(begin)
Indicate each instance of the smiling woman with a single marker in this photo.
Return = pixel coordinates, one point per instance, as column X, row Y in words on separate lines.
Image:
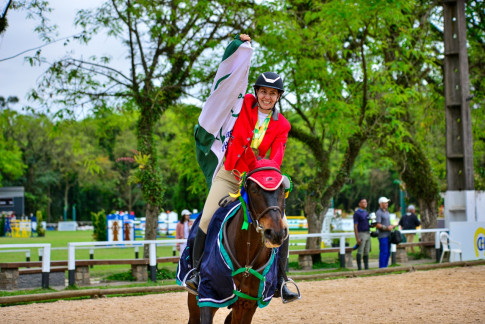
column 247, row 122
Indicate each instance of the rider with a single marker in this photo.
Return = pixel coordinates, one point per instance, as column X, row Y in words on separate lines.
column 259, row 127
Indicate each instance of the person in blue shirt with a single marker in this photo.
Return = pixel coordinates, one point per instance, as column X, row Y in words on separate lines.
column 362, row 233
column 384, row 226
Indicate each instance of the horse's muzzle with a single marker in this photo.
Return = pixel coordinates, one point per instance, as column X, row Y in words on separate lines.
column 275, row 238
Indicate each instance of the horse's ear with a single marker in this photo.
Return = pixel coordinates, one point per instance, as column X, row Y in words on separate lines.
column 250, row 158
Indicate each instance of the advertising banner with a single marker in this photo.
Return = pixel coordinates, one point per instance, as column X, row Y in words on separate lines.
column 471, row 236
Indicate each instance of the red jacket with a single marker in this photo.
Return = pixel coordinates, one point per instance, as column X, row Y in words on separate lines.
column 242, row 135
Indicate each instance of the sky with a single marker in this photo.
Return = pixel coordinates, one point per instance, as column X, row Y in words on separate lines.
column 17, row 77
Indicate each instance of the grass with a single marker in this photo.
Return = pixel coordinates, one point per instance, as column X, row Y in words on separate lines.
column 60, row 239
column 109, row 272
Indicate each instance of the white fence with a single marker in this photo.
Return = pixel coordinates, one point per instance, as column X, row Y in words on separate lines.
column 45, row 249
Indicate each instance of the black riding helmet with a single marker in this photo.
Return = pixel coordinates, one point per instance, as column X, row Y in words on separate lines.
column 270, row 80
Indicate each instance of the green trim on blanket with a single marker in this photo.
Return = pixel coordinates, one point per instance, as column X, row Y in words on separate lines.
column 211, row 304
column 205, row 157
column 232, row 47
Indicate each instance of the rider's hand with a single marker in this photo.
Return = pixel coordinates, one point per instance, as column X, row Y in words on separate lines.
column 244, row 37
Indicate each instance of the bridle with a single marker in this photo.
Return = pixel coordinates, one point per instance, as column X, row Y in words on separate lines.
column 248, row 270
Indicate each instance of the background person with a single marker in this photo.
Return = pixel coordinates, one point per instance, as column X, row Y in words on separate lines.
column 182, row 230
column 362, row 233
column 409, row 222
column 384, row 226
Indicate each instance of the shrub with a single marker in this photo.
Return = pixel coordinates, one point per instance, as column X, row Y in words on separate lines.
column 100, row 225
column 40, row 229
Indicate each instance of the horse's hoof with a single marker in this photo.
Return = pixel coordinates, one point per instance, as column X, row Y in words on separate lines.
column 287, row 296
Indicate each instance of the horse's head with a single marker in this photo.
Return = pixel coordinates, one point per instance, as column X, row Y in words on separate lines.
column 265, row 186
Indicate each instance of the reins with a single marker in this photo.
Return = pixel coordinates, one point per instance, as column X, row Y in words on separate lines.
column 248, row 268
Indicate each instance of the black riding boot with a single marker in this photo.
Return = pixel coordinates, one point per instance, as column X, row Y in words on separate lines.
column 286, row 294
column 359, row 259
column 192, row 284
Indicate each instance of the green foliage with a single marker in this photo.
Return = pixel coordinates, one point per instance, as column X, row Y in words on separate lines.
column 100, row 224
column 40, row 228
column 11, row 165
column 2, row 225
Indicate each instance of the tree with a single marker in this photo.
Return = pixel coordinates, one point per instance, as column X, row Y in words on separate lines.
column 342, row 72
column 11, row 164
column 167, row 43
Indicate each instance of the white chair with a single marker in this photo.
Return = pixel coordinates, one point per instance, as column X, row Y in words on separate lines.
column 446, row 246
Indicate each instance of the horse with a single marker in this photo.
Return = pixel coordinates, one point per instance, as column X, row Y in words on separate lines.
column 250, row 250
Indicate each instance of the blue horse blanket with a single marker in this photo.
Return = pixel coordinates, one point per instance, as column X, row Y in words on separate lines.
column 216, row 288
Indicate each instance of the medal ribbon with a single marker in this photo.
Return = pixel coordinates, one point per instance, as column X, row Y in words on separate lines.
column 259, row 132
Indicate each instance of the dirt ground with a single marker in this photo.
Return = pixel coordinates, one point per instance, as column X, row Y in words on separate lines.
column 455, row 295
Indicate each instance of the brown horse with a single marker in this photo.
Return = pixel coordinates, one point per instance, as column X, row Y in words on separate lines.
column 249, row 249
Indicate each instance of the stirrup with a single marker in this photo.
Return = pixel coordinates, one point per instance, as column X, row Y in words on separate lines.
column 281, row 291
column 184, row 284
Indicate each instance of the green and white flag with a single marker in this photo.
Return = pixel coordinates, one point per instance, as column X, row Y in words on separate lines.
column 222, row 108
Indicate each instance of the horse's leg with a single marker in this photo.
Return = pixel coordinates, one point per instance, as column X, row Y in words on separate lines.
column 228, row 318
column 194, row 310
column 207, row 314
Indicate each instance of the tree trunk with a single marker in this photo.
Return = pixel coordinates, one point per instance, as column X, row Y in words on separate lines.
(end)
→ Exercise brief: Reproduce the entire listing above verbatim, line for line, leaving out the pictures.

→ The completed task:
Indicate each instance of the smiling woman with a single marker in this photo.
Return = pixel coordinates, one point per instance, as column X, row Y in words on separate lines.
Image:
column 247, row 122
Indicate each instance of the rider with a single marker in this photo.
Return = pixel coordinates, one point per instance, as column X, row Y in words on separate lines.
column 259, row 127
Indicate each instance of the person in blue shirt with a single marker in this photo.
Return = pixel coordinates, one point per instance, as column X, row Y in words on separate lines.
column 362, row 233
column 384, row 226
Indicate each instance of the horse's muzzle with a single marker in this photo.
Return = pixel coordinates, one point per instance, as column X, row Y in words on separate lines.
column 275, row 238
Indicate each instance of the horse's ear with a single marker in this photo.
Return = pixel coordinates, one point per instance, as column X, row Y in words on separate lines.
column 250, row 158
Indicate each instance of the advertising banner with a single marker in this photo.
Return = pixel coordinates, one point per instance, as column X, row Y in words on separate lines.
column 471, row 236
Indicate each instance of the red jacket with a single marker in this photo.
Return = pixel coordinates, one point per instance, as column X, row Y in words on separate lines.
column 242, row 135
Indicate each instance of the sky with a single marker in this photo.
Return = pixel coordinates, one point per instance, as column X, row Y in words on separate lines.
column 17, row 77
Indicate each instance of the grass with a single marker in this photo.
Return = pixel coordinates, one point per instance, as column X, row Y in words on separate lines.
column 60, row 239
column 109, row 272
Indicate each instance of the white fence with a single marker in this photo.
Return = pixel coordinates, one point per instance, as column X, row Y in words on separate lines.
column 45, row 249
Indicate each instance of the black riding helmet with a single marker in this photo.
Return = pixel coordinates, one point per instance, as column X, row Y in words on separate lines.
column 270, row 80
Indicate each instance of the green trim on blanket with a single marker in this photo.
Return = pixel coordinates, one point per instance, as column X, row Y in words on separate lines.
column 211, row 304
column 205, row 157
column 232, row 47
Indicate each instance of the rider's hand with a single marker in this photo.
Return = pixel coordinates, one point per instance, as column X, row Y in words on separate lines.
column 244, row 37
Indicate each instance of the bridle with a single marker in this photo.
Return = pixel coordinates, one point per instance, as column X, row Y in words on separate lines.
column 248, row 270
Indicate each instance of the background person with a single marker in this photo.
Return = pixel coordinates, one point per instance, as column X, row Y in words on separate lines.
column 182, row 230
column 362, row 233
column 409, row 222
column 384, row 226
Indicate each instance of the shrub with a single marker in this photo.
Return = pixel coordinates, one point per instance, as column X, row Y in words on separate lines.
column 100, row 225
column 40, row 229
Indicate each instance of the horse's hoof with a single marker in this photo.
Return = pixel coordinates, one point per instance, as column X, row Y in words on separate lines.
column 287, row 296
Indicate each instance of the horse's head with a single marker in this photo.
Return = pixel coordinates, one point per instance, as column X, row Y in words on separate lines.
column 265, row 186
Indicate each instance of the reins with a single marker in this photo.
Return = pixel coordinates, one point per instance, as column X, row Y in words on separate lines.
column 248, row 268
Indicate each instance of the black riding boot with a single marker in this photo.
Return = pixel coordinates, one point per instance, as column X, row Y in words on separate lines.
column 286, row 294
column 359, row 259
column 192, row 284
Indicate each instance of the green foliage with a single marker in this photo.
Return = pixel coordinates, one point per instance, as column X, row Y in words on separate lines.
column 100, row 224
column 40, row 228
column 11, row 165
column 2, row 225
Indicate each instance of the tree with a single marker in this photo.
Return = pixel coordinates, one point per instance, as column X, row Y in words on separate lines.
column 342, row 72
column 11, row 164
column 167, row 43
Indicate each instance of the white chair with a single marker in this photo.
Return = pixel coordinates, one point per instance, as column X, row Y in words on separate lines.
column 446, row 246
Indicate each instance of the horse with a single marker in this photo.
Return = pixel coordinates, one point per instance, as column X, row Y in words on separate lines.
column 250, row 250
Indicate each instance of the blue horse blanket with a single marker in this photo.
Return = pixel coordinates, one point per instance, as column X, row Y in words on separate lines.
column 216, row 288
Indicate each instance of the medal ribbon with a single marker in this photo.
Return = pixel coordinates, one point per instance, as column X, row Y in words on separate lines.
column 259, row 132
Indicate each instance of the dirt ground with a single marker in this photo.
Return = pixel coordinates, one point per instance, as column X, row Y in words on separate lines.
column 455, row 295
Indicate each instance of the brown horse with a single marker in this photo.
Return = pixel coordinates, one point per instance, as column X, row Y in words on separate lines.
column 249, row 249
Indicate each instance of the stirrup with a single marker in this photo.
Return = pixel coordinates, one point per instance, as column X, row Y in words on separate lines.
column 281, row 291
column 184, row 284
Indicate each instance of the green and white flag with a single marker in this photo.
Return = pixel coordinates, one point per instance, as column X, row Y in words on separate lines.
column 222, row 108
Indicate each instance of the horse's leg with a single marker in this photo.
Return = pixel coordinates, one point per instance, as column X, row Y in words on separate lines.
column 228, row 318
column 194, row 310
column 207, row 314
Indicate each instance of the tree trunk with a single marker in this photo.
Return = pixel coordinates, one point per instance, as column X, row Y in words on separate lines.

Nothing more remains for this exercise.